## YOUR TASK
Retype, word for word, the part of the budgie article that starts with the words "The budgerigar, or" and finishes with "wood where available.".

## TEXT PASSAGE
By Briana Magistro
SC Staff Writer
Parrots are known for their bright colors, incredible intelligence, and amiability toward humans.
Did you know that there are many kinds of parrots? Some of these include larger parrots, like Macaws, and also smaller birds, like parakeets.
The parakeet group is one of the smaller parrot groups. This contains birds like lorikeets and this week’s animal, the budgerigar.
The budgerigar, or budgie, is from Australia. It has lived in dry climates for longer than humans have even been around!
They are nomadic and will travel to wherever food is available. Their diet consists of different kinds of seeds and grains.
Since they travel consistently, they don’t typically spend time making their own nests. They simply rest in holes in trees or wood where available.
Budgies tend to stay inland and in open areas unless a lack of food sources pushes them to forests.
These birds typically form flocks, which can be big or small, depending on the availability of resources.

## MATERIAL PROVIDED
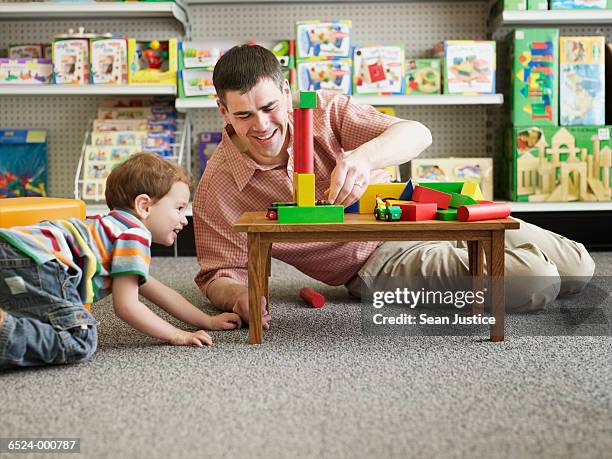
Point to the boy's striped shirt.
(94, 251)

## OUTPUT FOR THIS TASK
The budgerigar, or budgie, is from Australia. It has lived in dry climates for longer than humans have even been around!
They are nomadic and will travel to wherever food is available. Their diet consists of different kinds of seeds and grains.
Since they travel consistently, they don’t typically spend time making their own nests. They simply rest in holes in trees or wood where available.